- **Work to be completed**:
Rewrite all the items below as a two-column CSV named "instruction" and "answer", one row per item. Put each item's text and its answer in a single quoted field apiece, replacing every line break with a space.

--- Begin ---

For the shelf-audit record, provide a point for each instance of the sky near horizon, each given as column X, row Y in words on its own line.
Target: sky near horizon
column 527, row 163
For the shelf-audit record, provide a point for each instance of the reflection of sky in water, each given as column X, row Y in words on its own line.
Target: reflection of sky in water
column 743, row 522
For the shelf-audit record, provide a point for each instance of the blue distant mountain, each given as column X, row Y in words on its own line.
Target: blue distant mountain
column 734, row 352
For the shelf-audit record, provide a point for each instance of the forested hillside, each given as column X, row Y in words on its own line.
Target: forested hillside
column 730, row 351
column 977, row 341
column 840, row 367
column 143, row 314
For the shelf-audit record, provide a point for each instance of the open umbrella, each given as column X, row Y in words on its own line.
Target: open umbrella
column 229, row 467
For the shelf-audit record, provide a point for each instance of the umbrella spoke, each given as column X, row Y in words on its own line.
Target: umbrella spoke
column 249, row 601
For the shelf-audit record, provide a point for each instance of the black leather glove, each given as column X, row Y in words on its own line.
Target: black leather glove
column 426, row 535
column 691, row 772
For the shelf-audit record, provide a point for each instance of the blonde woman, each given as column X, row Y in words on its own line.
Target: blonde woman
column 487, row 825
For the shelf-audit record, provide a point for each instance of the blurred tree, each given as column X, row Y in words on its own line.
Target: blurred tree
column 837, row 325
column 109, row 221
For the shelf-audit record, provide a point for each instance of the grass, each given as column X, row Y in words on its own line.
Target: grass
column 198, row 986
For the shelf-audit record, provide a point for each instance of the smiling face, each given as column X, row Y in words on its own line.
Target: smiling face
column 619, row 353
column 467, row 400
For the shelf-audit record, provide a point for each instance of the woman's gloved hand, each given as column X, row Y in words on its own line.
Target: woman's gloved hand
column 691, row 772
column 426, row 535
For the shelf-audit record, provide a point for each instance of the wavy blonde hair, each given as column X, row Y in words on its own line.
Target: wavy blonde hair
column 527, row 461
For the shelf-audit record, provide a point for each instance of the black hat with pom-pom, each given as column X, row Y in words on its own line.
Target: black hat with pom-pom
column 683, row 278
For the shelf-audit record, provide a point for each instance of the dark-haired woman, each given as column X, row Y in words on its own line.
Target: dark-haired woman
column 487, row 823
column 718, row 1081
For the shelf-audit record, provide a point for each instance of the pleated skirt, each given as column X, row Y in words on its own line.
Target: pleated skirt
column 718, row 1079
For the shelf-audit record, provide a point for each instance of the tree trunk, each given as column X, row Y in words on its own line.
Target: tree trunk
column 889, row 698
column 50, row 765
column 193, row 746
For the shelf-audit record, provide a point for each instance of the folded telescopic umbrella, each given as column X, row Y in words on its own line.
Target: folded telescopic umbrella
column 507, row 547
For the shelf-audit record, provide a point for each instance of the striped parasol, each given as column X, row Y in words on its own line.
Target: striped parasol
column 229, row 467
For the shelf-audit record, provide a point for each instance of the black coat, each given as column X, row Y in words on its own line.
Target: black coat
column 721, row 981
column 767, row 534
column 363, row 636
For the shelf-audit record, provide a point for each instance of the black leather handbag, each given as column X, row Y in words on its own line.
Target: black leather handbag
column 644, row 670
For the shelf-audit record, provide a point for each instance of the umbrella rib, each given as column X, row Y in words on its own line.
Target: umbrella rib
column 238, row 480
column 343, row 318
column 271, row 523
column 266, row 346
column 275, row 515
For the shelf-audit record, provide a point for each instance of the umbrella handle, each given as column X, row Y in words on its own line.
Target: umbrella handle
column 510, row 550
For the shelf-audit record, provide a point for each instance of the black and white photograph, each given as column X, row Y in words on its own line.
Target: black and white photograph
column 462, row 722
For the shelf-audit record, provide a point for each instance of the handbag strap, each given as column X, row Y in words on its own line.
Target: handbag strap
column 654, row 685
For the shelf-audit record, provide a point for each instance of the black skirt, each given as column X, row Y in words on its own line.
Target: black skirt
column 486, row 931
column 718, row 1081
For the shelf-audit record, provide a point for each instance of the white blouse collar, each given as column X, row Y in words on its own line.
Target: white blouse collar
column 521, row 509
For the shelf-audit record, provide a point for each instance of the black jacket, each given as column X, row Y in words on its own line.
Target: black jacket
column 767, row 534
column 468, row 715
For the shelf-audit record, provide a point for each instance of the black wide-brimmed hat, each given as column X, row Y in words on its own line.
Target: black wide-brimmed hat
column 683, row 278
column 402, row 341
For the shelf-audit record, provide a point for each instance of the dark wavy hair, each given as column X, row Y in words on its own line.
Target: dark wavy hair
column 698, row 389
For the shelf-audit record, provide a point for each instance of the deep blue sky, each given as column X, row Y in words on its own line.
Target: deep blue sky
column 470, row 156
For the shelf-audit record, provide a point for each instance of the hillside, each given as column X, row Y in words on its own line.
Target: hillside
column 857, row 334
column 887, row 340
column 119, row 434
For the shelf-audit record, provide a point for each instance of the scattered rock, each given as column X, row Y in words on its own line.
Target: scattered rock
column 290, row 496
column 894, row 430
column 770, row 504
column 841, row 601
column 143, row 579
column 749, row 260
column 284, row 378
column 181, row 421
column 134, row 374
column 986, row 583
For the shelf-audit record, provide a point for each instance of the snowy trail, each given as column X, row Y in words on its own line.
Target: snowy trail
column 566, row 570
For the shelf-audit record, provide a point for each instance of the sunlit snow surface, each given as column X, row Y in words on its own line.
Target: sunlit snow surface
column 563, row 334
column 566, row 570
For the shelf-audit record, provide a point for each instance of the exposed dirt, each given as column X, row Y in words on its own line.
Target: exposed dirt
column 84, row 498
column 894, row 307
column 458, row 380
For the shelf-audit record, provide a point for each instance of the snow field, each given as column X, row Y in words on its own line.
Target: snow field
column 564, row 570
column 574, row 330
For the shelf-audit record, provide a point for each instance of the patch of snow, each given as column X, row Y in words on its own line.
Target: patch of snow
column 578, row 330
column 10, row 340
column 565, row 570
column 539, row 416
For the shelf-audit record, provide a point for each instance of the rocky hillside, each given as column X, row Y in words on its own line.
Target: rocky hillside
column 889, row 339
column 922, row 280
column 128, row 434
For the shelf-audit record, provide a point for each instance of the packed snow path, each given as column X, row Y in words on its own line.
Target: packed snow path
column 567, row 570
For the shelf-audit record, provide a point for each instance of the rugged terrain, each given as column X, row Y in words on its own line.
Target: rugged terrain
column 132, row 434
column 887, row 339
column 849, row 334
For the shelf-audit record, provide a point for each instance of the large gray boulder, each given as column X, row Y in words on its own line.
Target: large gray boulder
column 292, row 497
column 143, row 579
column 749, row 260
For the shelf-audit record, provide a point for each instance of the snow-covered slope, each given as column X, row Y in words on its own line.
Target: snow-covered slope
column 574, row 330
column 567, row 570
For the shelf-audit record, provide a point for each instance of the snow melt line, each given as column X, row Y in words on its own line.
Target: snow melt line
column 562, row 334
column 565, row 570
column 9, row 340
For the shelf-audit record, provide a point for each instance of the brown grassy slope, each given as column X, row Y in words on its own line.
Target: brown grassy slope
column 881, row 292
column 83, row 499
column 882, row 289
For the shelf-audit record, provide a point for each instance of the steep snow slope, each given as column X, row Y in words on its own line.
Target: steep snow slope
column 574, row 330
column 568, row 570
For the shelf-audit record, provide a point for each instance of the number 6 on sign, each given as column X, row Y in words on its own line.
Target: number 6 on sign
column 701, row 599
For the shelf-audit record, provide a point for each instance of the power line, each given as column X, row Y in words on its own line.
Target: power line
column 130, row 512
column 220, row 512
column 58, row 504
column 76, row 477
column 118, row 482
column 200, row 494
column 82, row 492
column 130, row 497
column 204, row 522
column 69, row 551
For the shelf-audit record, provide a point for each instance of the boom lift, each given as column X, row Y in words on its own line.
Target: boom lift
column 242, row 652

--- End ---

- **Result below**:
instruction,answer
"For the shelf-audit record, provide a point for each instance of the sky near horizon, each given as column X, row Y in words on its own line. Target: sky near horizon","column 527, row 163"
"For the shelf-audit record, provide a point for each instance of the reflection of sky in water, each given as column X, row Y in words on its own line. Target: reflection of sky in water","column 743, row 522"
"For the shelf-audit record, provide a point for each instance of the blue distant mountain, each given as column X, row Y in words on its own line. Target: blue distant mountain","column 734, row 352"
"For the shelf-audit record, provide a point for each instance of the forested hillside, each given as column X, row Y in words on its own line. Target: forested hillside","column 730, row 351 column 977, row 341 column 840, row 367 column 143, row 314"
"For the shelf-audit record, provide a point for each instance of the open umbrella, each given as column X, row Y in words on its own line. Target: open umbrella","column 229, row 467"
"For the shelf-audit record, provide a point for each instance of the umbrella spoke, each given as column X, row Y in words on its own line. Target: umbrella spoke","column 249, row 601"
"For the shelf-audit record, provide a point for each instance of the black leather glove, each given as column X, row Y in words on its own line. Target: black leather glove","column 426, row 535 column 691, row 772"
"For the shelf-audit record, provide a point for each instance of the blonde woman, each given as column X, row Y in words on its own line. Target: blonde woman","column 487, row 825"
"For the shelf-audit record, provide a point for each instance of the blurred tree, each given as column X, row Y in words on its own line. Target: blurred tree","column 837, row 325 column 109, row 221"
"For the shelf-audit record, provide a point for each instance of the grass, each given as column X, row Y in words on its own line. Target: grass","column 198, row 986"
"For the shelf-audit record, provide a point for each instance of the smiling face, each given as column X, row Y in words on its own line. Target: smiling face","column 619, row 353 column 467, row 400"
"For the shelf-audit record, provide a point for each instance of the woman's gloved hand, each given as column X, row Y in words on its own line. Target: woman's gloved hand","column 691, row 772 column 426, row 535"
"For the shelf-audit record, provide a point for each instance of the wavy blonde hair, each given as column X, row Y in words on its own line. Target: wavy blonde hair","column 527, row 461"
"For the shelf-audit record, provide a point for each instance of the black hat with pom-pom, each given as column X, row Y in words on its own line. Target: black hat with pom-pom","column 683, row 278"
"For the shelf-audit record, provide a point for each instance of the dark-haired woman, each given as column X, row Y in words on its own line. Target: dark-haired woman","column 487, row 823 column 718, row 1081"
"For the shelf-audit record, provide a point for each instance of the pleated skirt, each given as column X, row Y in words on its own line. Target: pleated skirt","column 718, row 1079"
"For the shelf-audit record, provide a point for each instance of the tree trunk, each given as column X, row Y in words on its own line. Target: tree trunk","column 889, row 698 column 50, row 765 column 193, row 746"
"For the shelf-audit record, provide a point for each instance of the folded telescopic umbrella, each given as column X, row Y in words on its own line. Target: folded telescopic umbrella","column 507, row 547"
"For the shelf-audit record, provide a point for each instance of the striped parasol, each given as column X, row Y in words on its own line. Target: striped parasol","column 229, row 467"
"For the shelf-audit record, provide a point for each instance of the black coat, each given as column X, row Y in words on its own line. Target: black coat","column 721, row 981 column 767, row 534 column 363, row 636"
"For the shelf-audit record, provide a point for each instance of the black leather handbag, each given as column X, row Y in words on its own line. Target: black leather handbag","column 644, row 670"
"For the shelf-audit record, provide a point for each instance of the umbrella rib, each given as column X, row Y in words on its own line. Target: umbrella rib","column 238, row 480 column 343, row 318 column 271, row 523 column 266, row 346 column 275, row 515"
"For the shelf-audit record, provide a point for each instance of the umbrella handle, each given as column X, row Y in words on its own line. Target: umbrella handle","column 510, row 550"
"For the shelf-audit record, provide a point for each instance of the black and white photograph, each given as column X, row Y in words on its own line. Target: black and white photograph","column 462, row 722"
"For the shelf-audit record, provide a point for each instance of the handbag strap, each given as column X, row Y in words on its own line. Target: handbag strap","column 654, row 685"
"For the shelf-audit record, provide a point for each instance of the black skirt, each given as column X, row Y in words on its own line. Target: black skirt","column 486, row 931 column 718, row 1081"
"For the shelf-audit record, provide a point for each instance of the white blouse collar, each given as column X, row Y in words on its own line. Target: white blouse collar","column 521, row 509"
"For the shelf-audit record, provide a point for each instance of the black jacket, each given as column X, row Y in words on its own line. Target: black jacket","column 767, row 534 column 468, row 715"
"For the shelf-audit record, provide a point for each instance of the black wide-brimmed hat, each given as column X, row Y in words on its own line. Target: black wide-brimmed hat","column 683, row 278 column 402, row 341"
"For the shelf-audit record, provide a point for each instance of the dark wavy hair, each given as column X, row Y in words on its own line. Target: dark wavy hair","column 698, row 389"
"For the shelf-audit record, provide a point for each instance of the deep blue sky, each given as column X, row Y in words on its own line. Target: deep blue sky","column 470, row 156"
"For the shelf-audit record, provide a point for each instance of the hillside, each given as column X, row Y in words on its own line. Target: hillside","column 857, row 334 column 887, row 340 column 119, row 434"
"For the shelf-audit record, provide a point for each instance of the scattered rock, each given as column X, row Y in words on its own line. Target: scattered rock","column 290, row 496 column 894, row 430 column 770, row 504 column 841, row 601 column 143, row 579 column 749, row 260 column 284, row 378 column 181, row 421 column 134, row 374 column 986, row 583"
"For the shelf-audit record, provide a point for each instance of the snowy trail, each given as column X, row Y in words on its own line. Target: snowy trail","column 566, row 570"
"For the shelf-audit record, provide a point for each instance of the sunlit snow surface, each given as column X, row Y in words on its own line. Target: sunlit snow surface","column 563, row 334 column 566, row 570"
"For the shelf-audit record, provide a point for each instance of the exposed dirt, each given as column X, row Y in words on its own line. Target: exposed dirt","column 84, row 498 column 894, row 307 column 458, row 380"
"For the shelf-audit record, provide a point for each instance of the snow field, each given as column X, row Y in words on its own line. Target: snow field","column 564, row 570 column 574, row 330"
"For the shelf-audit record, provide a point for each instance of the patch of snow, each given as column X, row Y in words on its own line. Target: patch of snow","column 578, row 330 column 10, row 340 column 565, row 570 column 539, row 416"
"For the shelf-audit record, provide a point for each instance of the rocky hillside, each given as column X, row Y in words on its own line. Target: rocky hillside","column 889, row 339 column 922, row 280 column 128, row 434"
"For the shelf-audit record, provide a point for each instance of the packed snow path, each given as column X, row Y in words on its own line. Target: packed snow path","column 567, row 570"
"For the shelf-audit record, provide a point for each instance of the rugged terrain, each given as column X, row Y in words on its own line. Target: rugged terrain","column 132, row 434 column 887, row 339 column 849, row 334"
"For the shelf-audit record, provide a point for each instance of the large gray boulder, each given as column X, row Y in words on its own line. Target: large gray boulder","column 292, row 497 column 143, row 579 column 749, row 260"
"For the shelf-audit record, provide a point for each instance of the snow-covered slope, each given as column X, row Y in words on its own line. Target: snow-covered slope","column 574, row 330 column 567, row 570"
"For the shelf-audit record, provide a point for each instance of the snow melt line, each given as column X, row Y in words on its own line. Target: snow melt line","column 562, row 334 column 565, row 570 column 9, row 340"
"For the shelf-audit record, provide a point for each instance of the brown grassy slope, each given as column X, row Y in words on its own line. Target: brown grassy slope","column 881, row 292 column 83, row 499 column 882, row 289"
"For the shelf-audit record, provide a point for each instance of the steep snow slope, each given as column X, row Y in words on its own line. Target: steep snow slope","column 574, row 330 column 568, row 570"
"For the shelf-audit record, provide a point for each instance of the number 6 on sign, each given as column X, row Y in words on its own line. Target: number 6 on sign","column 701, row 599"
"For the shelf-audit record, provide a point for each instance of the power line, each given as column X, row Y in words on its own line. Target: power line","column 130, row 512 column 220, row 512 column 58, row 504 column 76, row 477 column 118, row 482 column 200, row 494 column 82, row 492 column 130, row 497 column 204, row 522 column 69, row 551"
"For the shelf-audit record, provide a point for each instance of the boom lift, each given as column X, row Y in words on its own line. Target: boom lift","column 242, row 652"